__EXERCISE GOAL__. Your output should be the listing itself, repeated exactly.

__INFORMATION SHOWN__.
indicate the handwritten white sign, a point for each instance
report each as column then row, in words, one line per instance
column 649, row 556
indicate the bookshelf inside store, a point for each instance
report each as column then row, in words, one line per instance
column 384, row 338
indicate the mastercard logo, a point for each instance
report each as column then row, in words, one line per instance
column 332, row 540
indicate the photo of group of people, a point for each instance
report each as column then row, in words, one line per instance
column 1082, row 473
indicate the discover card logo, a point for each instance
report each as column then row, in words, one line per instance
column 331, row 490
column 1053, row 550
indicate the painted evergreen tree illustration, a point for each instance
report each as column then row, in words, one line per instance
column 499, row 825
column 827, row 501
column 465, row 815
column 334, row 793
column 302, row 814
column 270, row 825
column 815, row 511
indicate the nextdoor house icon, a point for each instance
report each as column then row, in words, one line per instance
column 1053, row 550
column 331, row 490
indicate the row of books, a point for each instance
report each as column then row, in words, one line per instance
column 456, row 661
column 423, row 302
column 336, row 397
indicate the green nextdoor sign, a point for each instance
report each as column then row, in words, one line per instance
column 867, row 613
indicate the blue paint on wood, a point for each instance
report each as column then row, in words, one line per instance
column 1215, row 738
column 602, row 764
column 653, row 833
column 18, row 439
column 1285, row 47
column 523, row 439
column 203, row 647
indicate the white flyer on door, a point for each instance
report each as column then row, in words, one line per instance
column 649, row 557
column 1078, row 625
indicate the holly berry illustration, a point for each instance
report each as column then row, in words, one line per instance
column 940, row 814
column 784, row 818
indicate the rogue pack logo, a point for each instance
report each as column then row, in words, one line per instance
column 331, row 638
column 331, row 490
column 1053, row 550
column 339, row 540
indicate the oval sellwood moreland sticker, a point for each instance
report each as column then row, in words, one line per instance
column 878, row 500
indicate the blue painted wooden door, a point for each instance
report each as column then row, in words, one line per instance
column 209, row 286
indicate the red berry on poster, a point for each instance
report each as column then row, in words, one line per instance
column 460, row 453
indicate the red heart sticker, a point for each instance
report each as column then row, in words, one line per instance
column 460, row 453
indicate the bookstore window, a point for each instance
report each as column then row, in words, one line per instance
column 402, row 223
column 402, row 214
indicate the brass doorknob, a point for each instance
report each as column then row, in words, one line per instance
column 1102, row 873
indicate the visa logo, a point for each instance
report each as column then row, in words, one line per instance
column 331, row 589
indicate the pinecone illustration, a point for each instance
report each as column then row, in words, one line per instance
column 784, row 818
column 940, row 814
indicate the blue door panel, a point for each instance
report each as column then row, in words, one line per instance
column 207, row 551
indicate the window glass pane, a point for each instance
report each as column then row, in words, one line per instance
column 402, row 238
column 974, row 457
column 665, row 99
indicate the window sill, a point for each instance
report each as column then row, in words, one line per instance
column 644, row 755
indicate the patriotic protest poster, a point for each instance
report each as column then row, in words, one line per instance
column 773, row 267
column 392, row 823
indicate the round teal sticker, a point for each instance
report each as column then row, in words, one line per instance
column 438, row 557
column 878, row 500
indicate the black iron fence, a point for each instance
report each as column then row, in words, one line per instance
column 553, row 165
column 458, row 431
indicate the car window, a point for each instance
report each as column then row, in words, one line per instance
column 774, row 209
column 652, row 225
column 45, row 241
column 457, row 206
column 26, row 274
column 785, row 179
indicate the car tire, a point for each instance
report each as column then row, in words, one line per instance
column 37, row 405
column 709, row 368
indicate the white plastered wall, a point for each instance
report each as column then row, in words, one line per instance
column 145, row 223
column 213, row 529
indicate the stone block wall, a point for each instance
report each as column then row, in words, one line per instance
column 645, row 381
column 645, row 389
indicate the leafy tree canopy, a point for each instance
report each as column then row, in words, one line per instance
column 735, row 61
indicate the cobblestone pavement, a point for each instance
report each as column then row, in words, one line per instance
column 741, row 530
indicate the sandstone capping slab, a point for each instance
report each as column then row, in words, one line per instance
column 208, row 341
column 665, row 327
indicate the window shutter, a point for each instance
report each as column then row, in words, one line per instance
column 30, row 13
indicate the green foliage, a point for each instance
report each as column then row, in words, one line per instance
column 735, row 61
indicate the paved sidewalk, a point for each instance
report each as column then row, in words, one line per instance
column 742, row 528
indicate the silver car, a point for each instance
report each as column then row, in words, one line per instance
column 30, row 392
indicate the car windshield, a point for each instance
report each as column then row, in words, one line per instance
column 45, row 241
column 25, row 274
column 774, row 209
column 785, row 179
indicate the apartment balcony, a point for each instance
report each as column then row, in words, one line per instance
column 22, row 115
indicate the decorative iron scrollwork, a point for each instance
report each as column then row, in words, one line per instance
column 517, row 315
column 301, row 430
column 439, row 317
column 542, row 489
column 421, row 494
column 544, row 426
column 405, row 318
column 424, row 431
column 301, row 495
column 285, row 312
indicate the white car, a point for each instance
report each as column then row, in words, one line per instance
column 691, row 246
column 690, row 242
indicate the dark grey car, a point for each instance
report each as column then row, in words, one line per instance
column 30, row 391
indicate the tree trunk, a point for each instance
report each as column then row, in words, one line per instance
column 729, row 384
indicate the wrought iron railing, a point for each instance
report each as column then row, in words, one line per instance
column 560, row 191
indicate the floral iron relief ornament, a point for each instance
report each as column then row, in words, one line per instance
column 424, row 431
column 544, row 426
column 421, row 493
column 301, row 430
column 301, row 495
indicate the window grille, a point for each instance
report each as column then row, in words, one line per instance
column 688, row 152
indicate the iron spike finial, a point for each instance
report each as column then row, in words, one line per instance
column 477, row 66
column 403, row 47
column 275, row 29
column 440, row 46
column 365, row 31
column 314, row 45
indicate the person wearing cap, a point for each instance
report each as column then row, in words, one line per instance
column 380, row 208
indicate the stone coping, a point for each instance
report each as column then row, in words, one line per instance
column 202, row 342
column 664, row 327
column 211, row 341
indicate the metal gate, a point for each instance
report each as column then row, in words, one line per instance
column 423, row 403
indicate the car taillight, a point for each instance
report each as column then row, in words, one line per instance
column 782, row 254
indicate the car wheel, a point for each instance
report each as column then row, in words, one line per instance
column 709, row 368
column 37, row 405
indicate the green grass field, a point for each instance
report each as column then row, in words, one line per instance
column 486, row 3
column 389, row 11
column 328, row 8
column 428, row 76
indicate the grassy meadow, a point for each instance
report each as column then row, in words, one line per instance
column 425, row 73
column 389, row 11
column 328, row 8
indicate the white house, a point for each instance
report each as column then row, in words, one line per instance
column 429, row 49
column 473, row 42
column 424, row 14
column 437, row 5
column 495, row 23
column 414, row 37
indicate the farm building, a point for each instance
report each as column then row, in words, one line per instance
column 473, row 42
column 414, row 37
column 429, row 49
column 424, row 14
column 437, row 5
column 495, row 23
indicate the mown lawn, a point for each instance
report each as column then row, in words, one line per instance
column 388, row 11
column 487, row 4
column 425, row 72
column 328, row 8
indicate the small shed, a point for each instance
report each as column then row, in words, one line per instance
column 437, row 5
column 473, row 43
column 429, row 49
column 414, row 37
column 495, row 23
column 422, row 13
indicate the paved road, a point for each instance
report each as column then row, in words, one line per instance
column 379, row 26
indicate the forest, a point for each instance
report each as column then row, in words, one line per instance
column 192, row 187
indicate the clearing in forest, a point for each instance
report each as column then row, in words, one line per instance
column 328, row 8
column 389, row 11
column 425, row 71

__THE COMPLETED TASK__.
indicate the handwritten white sign, a point for each instance
report each as column then row, in words, one line per instance
column 649, row 556
indicate the bookshelf inside store, a point for each instance
report each as column then row, in words, one line per instance
column 384, row 338
indicate the mastercard logo, a point for each instance
report each as column then row, in words, one line per instance
column 332, row 540
indicate the photo of group of people, a point for each instance
report each as column then row, in words, one line per instance
column 1082, row 473
indicate the discover card logo, a point for each instance
report each as column then row, in words, one line per instance
column 331, row 490
column 1053, row 550
indicate the painted evergreen tree illustration, a point for each instance
report each as column then row, in words, one line per instance
column 499, row 825
column 827, row 501
column 465, row 815
column 334, row 793
column 302, row 814
column 270, row 825
column 815, row 511
indicate the nextdoor house icon, a point for each instance
report each as column then row, in words, one line per instance
column 1053, row 550
column 331, row 490
indicate the row of books, a point for each instance
report each as column then row, in words, one line per instance
column 456, row 661
column 423, row 302
column 336, row 397
indicate the green nextdoor sign, a point for each instance
report each as column then row, in words, one line per instance
column 867, row 613
indicate the blue paint on wood, a point for each instance
report each as column then row, in words, one line per instance
column 1215, row 738
column 602, row 764
column 653, row 833
column 18, row 439
column 1285, row 47
column 523, row 439
column 203, row 647
indicate the white flyer on door, a point for each instance
report each as column then row, in words, one line per instance
column 649, row 557
column 1078, row 625
indicate the holly berry illustration, a point for each instance
report each as column then row, in words, one line per instance
column 940, row 814
column 784, row 818
indicate the rogue pack logo, a point for each instance
report each as column then row, in words, one line per instance
column 331, row 638
column 331, row 490
column 1053, row 550
column 339, row 540
indicate the oval sellwood moreland sticker, a point for each instance
report each as column then row, in words, one line per instance
column 878, row 500
indicate the blue painted wooden door, a point for each instance
report each as column then row, in words, one line per instance
column 209, row 286
indicate the red berry on poster, a point for each instance
report each as column then row, in words, one line per instance
column 460, row 453
indicate the red heart sticker, a point for each instance
report each as column then row, in words, one line per instance
column 460, row 453
indicate the bookstore window, a point for each instance
report each as column then row, in words, one line per instance
column 402, row 223
column 402, row 214
indicate the brass doorknob, a point for each instance
report each as column then row, in words, one line per instance
column 1102, row 873
indicate the visa logo, a point for each instance
report each as column then row, in words, one line per instance
column 331, row 589
indicate the pinecone illustration, a point for each instance
report each as column then row, in words, one line per instance
column 784, row 818
column 940, row 814
indicate the blue door panel, a point for each instance
report each as column then row, in words, one line per instance
column 207, row 551
indicate the window glass pane, a point for each instance
report each as column then row, in words, one line per instance
column 402, row 238
column 974, row 457
column 665, row 99
indicate the window sill, a point for each instance
report each as column then row, in words, one line per instance
column 644, row 755
indicate the patriotic protest poster, a point for each instance
report each as column then row, in words, one line per instance
column 773, row 267
column 392, row 823
indicate the round teal sticker, a point for each instance
report each as column then row, in words, one line per instance
column 438, row 557
column 878, row 500
indicate the black iron fence, a point for each instance
report each as column then row, in words, one line per instance
column 553, row 165
column 458, row 431
indicate the car window, a point for each instance
report each as column then row, in words, one line per instance
column 774, row 209
column 652, row 225
column 45, row 241
column 457, row 206
column 26, row 274
column 785, row 179
indicate the car tire, a point for each instance
report each as column then row, in words, one line per instance
column 37, row 405
column 709, row 368
indicate the white plastered wall, a point for each instance
report each as column then row, in words, one line per instance
column 145, row 223
column 213, row 529
indicate the stone block wall, a point for each instance
report each as column then row, in words, one line per instance
column 645, row 381
column 645, row 389
indicate the leafy tree canopy, a point for each instance
report each as column then row, in words, one line per instance
column 735, row 61
indicate the cobblestone pavement, a point for each instance
report each as column then row, in words, one line per instance
column 741, row 530
indicate the sandstone capping slab, a point for each instance
report each as column then row, in words, one line per instance
column 208, row 341
column 665, row 327
indicate the window shutter, a point for each instance
report each as column then row, in words, one line per instance
column 30, row 13
indicate the green foliage, a point for each instance
report each as column then row, in words, one line per instance
column 735, row 61
indicate the paved sidewalk, a point for each instance
report each as column then row, in words, one line per instance
column 742, row 528
indicate the silver car, a point for each instance
report each as column then row, in words, one line per instance
column 30, row 392
indicate the car windshield, a point for each instance
report each as column then row, in words, one line per instance
column 45, row 241
column 25, row 274
column 774, row 209
column 785, row 179
indicate the apartment balcony, a point for each instance
report each as column then row, in words, one line per instance
column 22, row 115
indicate the decorative iron scrollwork, a point for each instance
report each as column then row, in words, one line per instance
column 517, row 315
column 301, row 430
column 439, row 317
column 542, row 489
column 421, row 494
column 544, row 426
column 405, row 318
column 424, row 431
column 301, row 495
column 285, row 312
indicate the white car, a point for each instance
report each as column then row, in words, one line per instance
column 691, row 246
column 690, row 242
indicate the dark grey car, a point for each instance
report each as column then row, in words, one line per instance
column 30, row 391
indicate the tree trunk, a point for each instance
report each as column then row, in words, one line per instance
column 729, row 384
indicate the wrought iron railing, a point for each instance
report each as column then row, in words, one line per instance
column 560, row 191
indicate the floral iron relief ornament, a point for each instance
report each as column then row, in words, one line per instance
column 424, row 431
column 544, row 426
column 421, row 493
column 301, row 430
column 301, row 495
indicate the window grille, a point for each instance
report each as column then row, in words, one line per instance
column 688, row 152
indicate the iron spike finial, a point for each instance
report each as column then row, in words, one line per instance
column 477, row 66
column 403, row 47
column 275, row 29
column 440, row 46
column 365, row 31
column 314, row 45
indicate the person wearing cap, a point for each instance
report each as column then row, in words, one line per instance
column 380, row 208
indicate the stone coping, a point for each instance
report each as column then row, in words, one line per instance
column 202, row 342
column 664, row 327
column 211, row 341
indicate the metal gate, a point for each instance
report each as column then row, in words, one line per instance
column 423, row 403
indicate the car taillight, a point for each instance
report each as column then row, in words, one line per instance
column 782, row 254
indicate the car wheel, a point for each instance
report each as column then row, in words, one line per instance
column 709, row 368
column 37, row 405
indicate the green grass field, a point for each instance
report each as column then row, in words, one line per instance
column 486, row 3
column 389, row 11
column 328, row 8
column 428, row 76
indicate the grassy meadow, a point for each instance
report each as column then row, in words, one line per instance
column 425, row 73
column 389, row 11
column 328, row 8
indicate the white house, a point for each instance
report each as column then row, in words, one line per instance
column 429, row 49
column 473, row 42
column 424, row 14
column 437, row 5
column 495, row 23
column 414, row 37
indicate the farm building, a point for each instance
report each as column then row, in words, one line per instance
column 473, row 42
column 414, row 37
column 429, row 49
column 424, row 14
column 437, row 5
column 495, row 23
indicate the mown lawn, a point for each instance
report each as column then row, in words, one line per instance
column 388, row 11
column 487, row 4
column 425, row 72
column 328, row 8
indicate the small shed, a point for each instance
report each as column then row, in words, one line per instance
column 437, row 5
column 473, row 43
column 429, row 49
column 414, row 37
column 495, row 23
column 422, row 13
indicate the paved road, a point for each instance
report each as column then row, in words, one line per instance
column 379, row 26
indicate the forest, a point for each instance
report each as column then row, in words, one line per instance
column 192, row 187
indicate the clearing in forest, a point for each instance
report each as column then row, in words, one line per instance
column 328, row 8
column 389, row 11
column 425, row 71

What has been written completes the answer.